_SHORT TASK_. Without any pictures, reproduce exactly the lines running from the line containing "yellow dress in the photo above." through the end of the entries.

_INFORMATION SHOWN_.
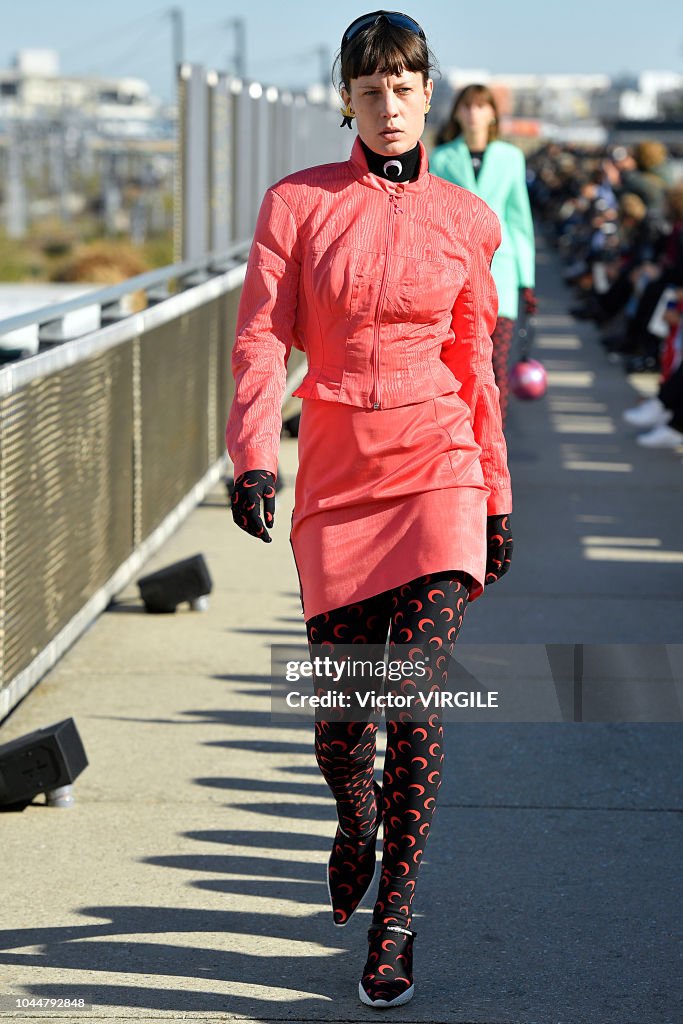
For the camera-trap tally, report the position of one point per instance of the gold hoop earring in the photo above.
(348, 116)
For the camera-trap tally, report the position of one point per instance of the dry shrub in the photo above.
(103, 263)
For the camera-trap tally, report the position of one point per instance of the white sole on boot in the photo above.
(383, 1004)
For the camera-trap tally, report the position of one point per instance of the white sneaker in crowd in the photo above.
(662, 436)
(649, 414)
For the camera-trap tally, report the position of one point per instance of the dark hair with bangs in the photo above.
(452, 130)
(383, 47)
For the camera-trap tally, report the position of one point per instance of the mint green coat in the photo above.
(502, 183)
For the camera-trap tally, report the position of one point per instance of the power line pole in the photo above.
(239, 61)
(175, 13)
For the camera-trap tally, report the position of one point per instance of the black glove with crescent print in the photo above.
(250, 488)
(499, 547)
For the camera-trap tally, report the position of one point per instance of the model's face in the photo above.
(475, 116)
(389, 110)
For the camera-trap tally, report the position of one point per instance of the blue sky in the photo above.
(133, 37)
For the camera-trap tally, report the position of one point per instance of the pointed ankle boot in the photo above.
(387, 976)
(351, 867)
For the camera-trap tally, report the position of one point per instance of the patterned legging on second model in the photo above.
(429, 610)
(502, 339)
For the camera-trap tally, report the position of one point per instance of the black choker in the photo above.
(403, 167)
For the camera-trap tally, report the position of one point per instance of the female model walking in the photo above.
(380, 272)
(472, 156)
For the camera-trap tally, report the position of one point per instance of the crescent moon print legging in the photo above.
(428, 609)
(502, 339)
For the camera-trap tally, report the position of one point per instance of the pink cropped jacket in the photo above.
(386, 288)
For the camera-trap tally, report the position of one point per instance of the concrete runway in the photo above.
(187, 883)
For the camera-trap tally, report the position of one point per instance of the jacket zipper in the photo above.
(376, 396)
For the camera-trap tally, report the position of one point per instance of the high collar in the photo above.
(361, 173)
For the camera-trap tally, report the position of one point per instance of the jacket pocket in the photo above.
(332, 281)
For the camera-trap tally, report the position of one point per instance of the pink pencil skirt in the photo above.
(383, 497)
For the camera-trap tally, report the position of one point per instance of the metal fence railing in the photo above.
(107, 442)
(110, 438)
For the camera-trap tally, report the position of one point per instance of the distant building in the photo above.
(33, 89)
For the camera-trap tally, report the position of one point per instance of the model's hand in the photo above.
(530, 301)
(250, 487)
(499, 547)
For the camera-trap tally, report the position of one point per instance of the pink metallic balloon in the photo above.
(527, 380)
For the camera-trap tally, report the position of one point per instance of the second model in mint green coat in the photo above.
(502, 183)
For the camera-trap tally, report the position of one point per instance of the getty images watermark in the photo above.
(478, 682)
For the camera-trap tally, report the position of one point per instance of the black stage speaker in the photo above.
(185, 581)
(40, 762)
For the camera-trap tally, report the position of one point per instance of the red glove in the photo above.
(530, 301)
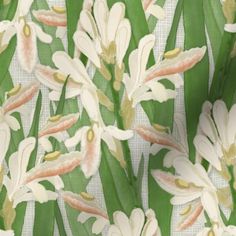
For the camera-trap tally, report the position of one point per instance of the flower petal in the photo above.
(207, 151)
(50, 18)
(79, 203)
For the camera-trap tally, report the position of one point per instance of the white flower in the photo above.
(160, 139)
(218, 231)
(17, 97)
(56, 127)
(90, 138)
(191, 183)
(18, 189)
(151, 8)
(135, 225)
(145, 84)
(218, 139)
(27, 33)
(87, 205)
(106, 35)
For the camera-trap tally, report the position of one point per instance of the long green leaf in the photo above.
(195, 80)
(73, 8)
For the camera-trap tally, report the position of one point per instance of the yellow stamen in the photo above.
(59, 10)
(186, 210)
(181, 183)
(14, 90)
(87, 196)
(160, 128)
(172, 54)
(60, 78)
(90, 135)
(27, 30)
(52, 156)
(55, 118)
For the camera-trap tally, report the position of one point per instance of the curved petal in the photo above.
(50, 18)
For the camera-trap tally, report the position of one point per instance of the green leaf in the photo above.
(195, 80)
(215, 21)
(118, 192)
(73, 8)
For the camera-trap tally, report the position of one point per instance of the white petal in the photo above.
(26, 46)
(122, 40)
(207, 151)
(101, 12)
(5, 136)
(231, 28)
(87, 47)
(221, 116)
(137, 221)
(231, 129)
(116, 14)
(156, 11)
(43, 37)
(122, 221)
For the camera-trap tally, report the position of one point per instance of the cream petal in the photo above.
(207, 151)
(5, 136)
(42, 36)
(137, 221)
(25, 94)
(156, 11)
(24, 152)
(91, 149)
(231, 28)
(116, 14)
(145, 46)
(150, 228)
(12, 122)
(181, 63)
(190, 172)
(50, 18)
(88, 23)
(63, 165)
(210, 205)
(100, 11)
(118, 133)
(87, 47)
(208, 127)
(191, 218)
(90, 102)
(26, 45)
(73, 141)
(77, 202)
(122, 222)
(231, 128)
(122, 40)
(114, 231)
(221, 116)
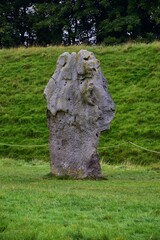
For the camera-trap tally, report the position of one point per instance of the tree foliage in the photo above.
(38, 22)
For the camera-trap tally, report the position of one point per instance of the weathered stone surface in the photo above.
(79, 107)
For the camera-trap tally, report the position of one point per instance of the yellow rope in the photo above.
(44, 145)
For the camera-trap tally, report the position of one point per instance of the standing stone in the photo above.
(79, 107)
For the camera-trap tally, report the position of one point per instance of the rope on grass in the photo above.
(148, 150)
(16, 145)
(117, 145)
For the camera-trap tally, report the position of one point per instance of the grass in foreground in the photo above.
(34, 207)
(133, 75)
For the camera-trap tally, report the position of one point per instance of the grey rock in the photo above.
(79, 107)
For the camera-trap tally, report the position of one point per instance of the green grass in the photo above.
(34, 206)
(133, 75)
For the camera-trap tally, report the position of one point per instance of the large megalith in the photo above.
(79, 107)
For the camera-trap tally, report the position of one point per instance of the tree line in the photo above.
(26, 22)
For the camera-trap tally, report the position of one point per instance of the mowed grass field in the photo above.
(34, 206)
(133, 76)
(125, 206)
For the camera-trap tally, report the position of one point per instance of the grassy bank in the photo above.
(35, 207)
(133, 74)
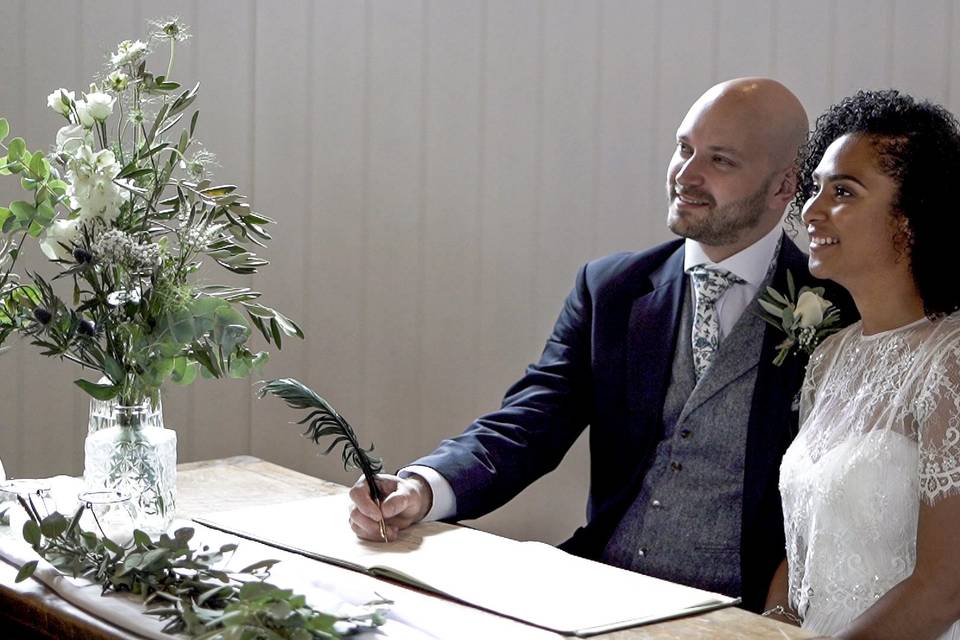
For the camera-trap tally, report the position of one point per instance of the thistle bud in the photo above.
(87, 328)
(42, 316)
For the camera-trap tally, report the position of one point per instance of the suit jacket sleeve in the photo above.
(542, 415)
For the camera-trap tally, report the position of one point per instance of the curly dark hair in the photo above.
(918, 146)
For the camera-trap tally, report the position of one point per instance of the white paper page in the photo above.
(413, 616)
(526, 580)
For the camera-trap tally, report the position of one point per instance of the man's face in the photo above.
(719, 182)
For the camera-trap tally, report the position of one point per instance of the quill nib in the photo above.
(383, 527)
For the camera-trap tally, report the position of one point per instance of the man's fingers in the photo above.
(367, 529)
(395, 504)
(360, 496)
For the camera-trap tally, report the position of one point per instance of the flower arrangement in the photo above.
(806, 318)
(125, 208)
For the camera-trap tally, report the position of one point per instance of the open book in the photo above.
(528, 581)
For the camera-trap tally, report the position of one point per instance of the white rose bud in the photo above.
(83, 110)
(118, 80)
(70, 138)
(61, 232)
(55, 101)
(100, 106)
(810, 309)
(128, 51)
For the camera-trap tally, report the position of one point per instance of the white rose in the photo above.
(83, 110)
(128, 51)
(61, 232)
(810, 309)
(99, 106)
(55, 101)
(71, 137)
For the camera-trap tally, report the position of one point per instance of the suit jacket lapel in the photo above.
(738, 354)
(654, 322)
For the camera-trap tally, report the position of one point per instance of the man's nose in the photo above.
(688, 173)
(812, 209)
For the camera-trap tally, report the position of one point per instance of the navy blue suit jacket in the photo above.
(607, 364)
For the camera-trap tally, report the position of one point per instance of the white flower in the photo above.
(55, 101)
(118, 80)
(128, 51)
(92, 187)
(58, 234)
(810, 308)
(71, 137)
(99, 106)
(83, 110)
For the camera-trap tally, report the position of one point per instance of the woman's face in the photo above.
(850, 217)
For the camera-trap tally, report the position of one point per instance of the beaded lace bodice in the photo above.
(880, 431)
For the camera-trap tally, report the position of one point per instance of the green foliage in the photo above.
(184, 584)
(323, 421)
(800, 336)
(134, 312)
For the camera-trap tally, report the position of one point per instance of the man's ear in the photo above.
(786, 186)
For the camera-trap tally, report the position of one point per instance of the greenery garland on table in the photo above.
(183, 585)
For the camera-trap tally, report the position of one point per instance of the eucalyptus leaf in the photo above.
(16, 149)
(31, 532)
(98, 391)
(53, 525)
(26, 570)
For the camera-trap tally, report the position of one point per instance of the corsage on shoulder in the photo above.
(806, 319)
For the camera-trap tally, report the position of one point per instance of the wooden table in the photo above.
(29, 610)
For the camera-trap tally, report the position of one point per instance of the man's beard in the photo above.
(721, 225)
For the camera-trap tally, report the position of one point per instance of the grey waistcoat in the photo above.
(684, 525)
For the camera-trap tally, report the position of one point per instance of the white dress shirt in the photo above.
(751, 265)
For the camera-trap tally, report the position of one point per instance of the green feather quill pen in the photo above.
(324, 421)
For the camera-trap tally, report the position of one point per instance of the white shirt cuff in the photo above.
(444, 500)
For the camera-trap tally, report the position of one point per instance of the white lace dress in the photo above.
(880, 432)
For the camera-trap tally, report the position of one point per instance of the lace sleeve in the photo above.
(937, 411)
(816, 369)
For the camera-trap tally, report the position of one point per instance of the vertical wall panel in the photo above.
(13, 101)
(625, 130)
(953, 56)
(744, 52)
(689, 53)
(50, 394)
(280, 100)
(863, 46)
(803, 44)
(921, 39)
(451, 240)
(217, 423)
(394, 216)
(511, 80)
(337, 247)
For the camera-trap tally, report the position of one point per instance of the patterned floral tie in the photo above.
(710, 284)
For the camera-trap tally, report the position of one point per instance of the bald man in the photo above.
(663, 354)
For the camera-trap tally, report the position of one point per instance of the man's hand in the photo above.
(407, 501)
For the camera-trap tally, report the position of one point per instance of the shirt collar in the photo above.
(750, 264)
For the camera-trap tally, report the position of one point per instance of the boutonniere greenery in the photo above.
(805, 316)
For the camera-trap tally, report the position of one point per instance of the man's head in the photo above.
(732, 172)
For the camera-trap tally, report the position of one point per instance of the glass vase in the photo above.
(132, 453)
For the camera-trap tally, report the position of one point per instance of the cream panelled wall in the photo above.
(439, 170)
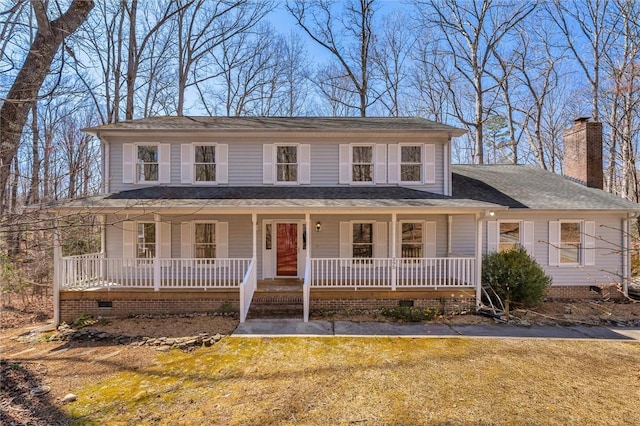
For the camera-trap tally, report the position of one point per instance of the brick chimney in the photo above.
(583, 152)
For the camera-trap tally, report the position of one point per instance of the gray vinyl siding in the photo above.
(608, 259)
(245, 160)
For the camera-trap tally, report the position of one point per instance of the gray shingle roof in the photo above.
(523, 186)
(280, 124)
(194, 197)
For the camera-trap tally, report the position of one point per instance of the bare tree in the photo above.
(348, 36)
(471, 31)
(14, 111)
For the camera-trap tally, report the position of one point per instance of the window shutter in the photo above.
(267, 163)
(345, 164)
(164, 163)
(222, 240)
(186, 246)
(129, 238)
(429, 163)
(492, 236)
(165, 240)
(394, 163)
(430, 239)
(554, 243)
(528, 239)
(589, 243)
(380, 168)
(380, 245)
(222, 163)
(304, 163)
(186, 163)
(345, 240)
(128, 163)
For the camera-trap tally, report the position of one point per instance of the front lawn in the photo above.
(375, 381)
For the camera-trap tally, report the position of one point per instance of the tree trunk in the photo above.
(24, 90)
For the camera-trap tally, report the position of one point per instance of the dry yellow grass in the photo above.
(375, 381)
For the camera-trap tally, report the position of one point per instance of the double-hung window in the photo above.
(287, 163)
(204, 163)
(146, 240)
(362, 163)
(147, 163)
(204, 240)
(411, 163)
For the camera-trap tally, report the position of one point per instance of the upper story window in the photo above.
(287, 163)
(205, 240)
(146, 240)
(147, 163)
(362, 163)
(509, 236)
(411, 163)
(204, 163)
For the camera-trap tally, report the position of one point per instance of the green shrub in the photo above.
(409, 313)
(516, 277)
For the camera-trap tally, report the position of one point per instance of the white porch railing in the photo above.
(97, 271)
(248, 286)
(392, 273)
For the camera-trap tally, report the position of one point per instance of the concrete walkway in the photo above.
(294, 327)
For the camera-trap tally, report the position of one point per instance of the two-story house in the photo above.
(199, 212)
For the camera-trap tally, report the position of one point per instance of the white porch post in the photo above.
(478, 277)
(156, 259)
(57, 276)
(394, 268)
(254, 221)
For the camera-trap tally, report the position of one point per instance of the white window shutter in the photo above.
(186, 163)
(589, 243)
(429, 163)
(304, 164)
(222, 240)
(492, 236)
(186, 235)
(165, 240)
(345, 240)
(129, 238)
(164, 163)
(380, 168)
(380, 245)
(528, 239)
(393, 164)
(345, 164)
(554, 243)
(430, 239)
(128, 163)
(222, 163)
(268, 162)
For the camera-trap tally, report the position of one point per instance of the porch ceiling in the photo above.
(272, 197)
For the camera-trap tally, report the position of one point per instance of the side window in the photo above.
(509, 237)
(411, 163)
(570, 243)
(362, 163)
(204, 240)
(287, 163)
(146, 240)
(204, 163)
(147, 163)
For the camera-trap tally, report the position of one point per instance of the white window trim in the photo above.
(275, 165)
(373, 165)
(581, 256)
(422, 165)
(193, 164)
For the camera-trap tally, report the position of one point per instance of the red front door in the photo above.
(287, 250)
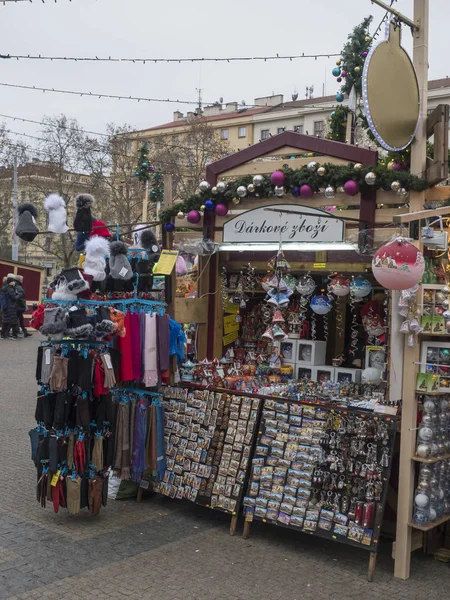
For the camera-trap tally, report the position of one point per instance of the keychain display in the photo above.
(322, 471)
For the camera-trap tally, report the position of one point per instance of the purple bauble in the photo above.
(221, 210)
(306, 191)
(277, 178)
(194, 216)
(351, 188)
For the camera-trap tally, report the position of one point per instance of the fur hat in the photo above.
(26, 225)
(97, 248)
(57, 214)
(119, 265)
(83, 218)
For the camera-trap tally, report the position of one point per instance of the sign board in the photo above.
(262, 226)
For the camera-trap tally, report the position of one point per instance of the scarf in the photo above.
(139, 459)
(122, 449)
(150, 378)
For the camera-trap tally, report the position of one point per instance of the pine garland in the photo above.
(335, 176)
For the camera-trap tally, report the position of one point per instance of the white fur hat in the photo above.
(57, 214)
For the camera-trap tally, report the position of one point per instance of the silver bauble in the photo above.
(204, 186)
(370, 178)
(329, 192)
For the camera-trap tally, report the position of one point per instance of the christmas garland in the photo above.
(303, 182)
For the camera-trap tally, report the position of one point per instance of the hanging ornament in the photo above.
(221, 210)
(204, 186)
(360, 287)
(370, 178)
(329, 192)
(194, 216)
(339, 285)
(277, 178)
(398, 265)
(321, 304)
(351, 188)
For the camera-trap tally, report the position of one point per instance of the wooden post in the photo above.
(409, 409)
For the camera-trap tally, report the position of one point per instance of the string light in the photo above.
(144, 61)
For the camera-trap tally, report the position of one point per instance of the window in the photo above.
(318, 128)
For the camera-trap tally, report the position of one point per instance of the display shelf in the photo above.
(432, 459)
(431, 525)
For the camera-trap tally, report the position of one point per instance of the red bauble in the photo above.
(398, 265)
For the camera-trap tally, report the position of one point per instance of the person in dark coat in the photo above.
(21, 304)
(9, 312)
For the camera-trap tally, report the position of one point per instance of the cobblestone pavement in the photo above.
(162, 549)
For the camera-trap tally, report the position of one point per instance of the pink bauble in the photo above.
(277, 178)
(306, 191)
(221, 210)
(398, 265)
(194, 216)
(351, 188)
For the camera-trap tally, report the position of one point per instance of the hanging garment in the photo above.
(150, 378)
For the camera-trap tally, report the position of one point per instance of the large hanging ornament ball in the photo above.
(351, 187)
(370, 178)
(339, 285)
(360, 287)
(398, 265)
(194, 216)
(279, 191)
(329, 192)
(221, 210)
(204, 186)
(306, 191)
(306, 285)
(321, 304)
(371, 376)
(277, 178)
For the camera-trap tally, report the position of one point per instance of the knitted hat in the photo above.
(83, 218)
(57, 214)
(119, 264)
(100, 229)
(96, 250)
(26, 225)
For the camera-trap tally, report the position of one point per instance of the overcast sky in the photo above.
(176, 28)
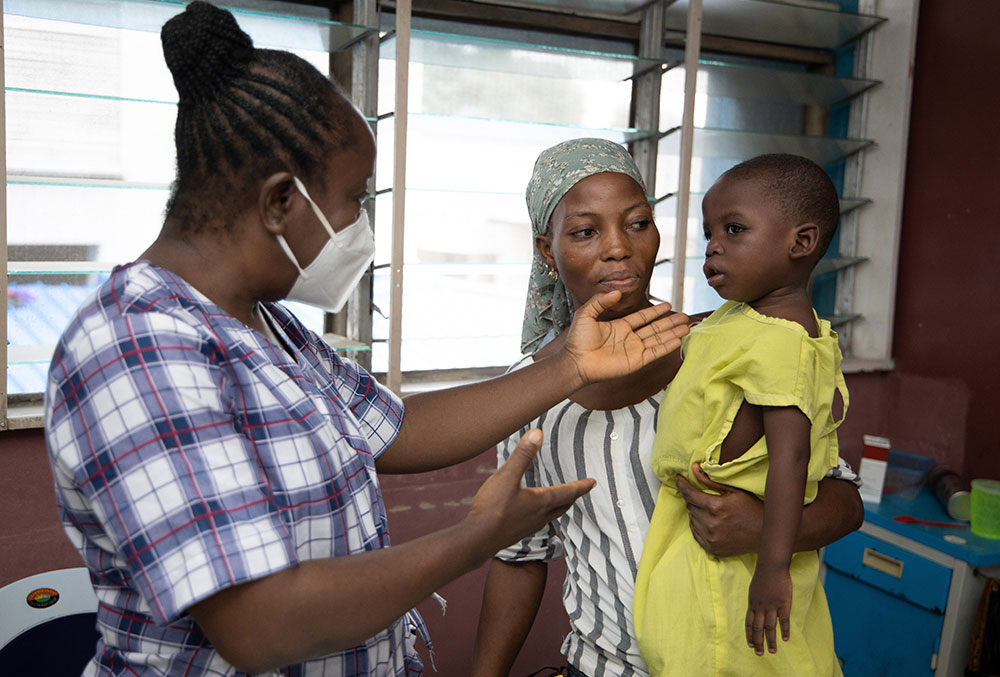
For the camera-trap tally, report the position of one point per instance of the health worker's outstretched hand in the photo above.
(605, 349)
(504, 512)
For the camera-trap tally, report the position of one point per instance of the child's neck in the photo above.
(789, 303)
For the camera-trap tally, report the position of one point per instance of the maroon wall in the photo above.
(947, 321)
(31, 538)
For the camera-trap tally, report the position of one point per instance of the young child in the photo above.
(754, 403)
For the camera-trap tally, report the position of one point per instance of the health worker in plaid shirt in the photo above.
(215, 462)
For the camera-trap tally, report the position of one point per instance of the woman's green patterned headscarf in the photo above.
(557, 169)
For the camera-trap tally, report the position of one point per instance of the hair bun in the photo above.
(204, 48)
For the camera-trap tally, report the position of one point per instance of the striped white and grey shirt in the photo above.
(603, 533)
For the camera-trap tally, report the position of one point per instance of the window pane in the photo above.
(90, 115)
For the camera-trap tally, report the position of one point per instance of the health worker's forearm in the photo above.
(445, 427)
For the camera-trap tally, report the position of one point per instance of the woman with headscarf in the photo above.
(593, 232)
(214, 460)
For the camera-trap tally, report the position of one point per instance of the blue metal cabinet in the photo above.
(903, 597)
(887, 606)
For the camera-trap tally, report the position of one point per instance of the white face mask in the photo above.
(335, 272)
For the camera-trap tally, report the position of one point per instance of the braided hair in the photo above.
(244, 114)
(799, 186)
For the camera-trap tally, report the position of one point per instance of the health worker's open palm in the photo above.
(605, 349)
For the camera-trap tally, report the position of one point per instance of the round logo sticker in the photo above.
(42, 598)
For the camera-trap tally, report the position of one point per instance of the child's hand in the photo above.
(770, 602)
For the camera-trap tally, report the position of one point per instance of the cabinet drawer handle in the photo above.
(884, 563)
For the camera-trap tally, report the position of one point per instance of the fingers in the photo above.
(644, 318)
(770, 624)
(562, 496)
(761, 628)
(785, 622)
(662, 336)
(693, 496)
(652, 321)
(523, 453)
(706, 481)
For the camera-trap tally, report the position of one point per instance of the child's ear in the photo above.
(544, 246)
(806, 241)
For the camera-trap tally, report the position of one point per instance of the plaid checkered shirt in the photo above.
(191, 454)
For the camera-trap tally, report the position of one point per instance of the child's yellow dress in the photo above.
(690, 607)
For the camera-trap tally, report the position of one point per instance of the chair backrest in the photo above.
(48, 624)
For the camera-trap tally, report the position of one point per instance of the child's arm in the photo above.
(770, 599)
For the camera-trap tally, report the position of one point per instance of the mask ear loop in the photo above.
(315, 207)
(290, 255)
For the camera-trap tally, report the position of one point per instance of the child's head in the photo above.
(767, 221)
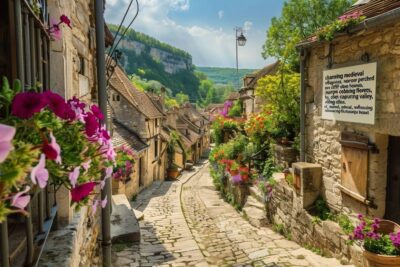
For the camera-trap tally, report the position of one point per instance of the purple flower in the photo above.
(39, 174)
(6, 135)
(73, 176)
(26, 104)
(80, 192)
(92, 124)
(97, 112)
(20, 200)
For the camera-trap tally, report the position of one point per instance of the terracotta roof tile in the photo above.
(124, 136)
(374, 7)
(121, 83)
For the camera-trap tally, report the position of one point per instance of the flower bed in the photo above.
(48, 140)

_RIGHT ANSWER_.
For the camera-trap tally, report the position of one point per instance of the child's yellow dress in the photo above.
(690, 607)
For the camera-trap tally, report the position of one point per instance of the chair backrest in the photo above.
(48, 624)
For the camera-trap tally, report the position of one point per instance of the child's arm in the photo above.
(770, 599)
For the camera-trap tally, report the position of one point per instance of the mask ear loop in the photo above.
(315, 207)
(290, 255)
For the camera-trap tally, report the position of one point per instance of the child's head in the photo above.
(767, 221)
For the camera-trap tally, report the position of one point per instance of the purple flower in the photo above.
(39, 174)
(6, 135)
(73, 176)
(26, 104)
(80, 192)
(92, 124)
(97, 112)
(20, 200)
For the camera-trap tally, report the position of one point per instance of the terracotta roof tile in the photo above.
(124, 136)
(374, 7)
(121, 83)
For the camera-trap tally, report the position of one point per instance of the flower bed in the photo above.
(48, 140)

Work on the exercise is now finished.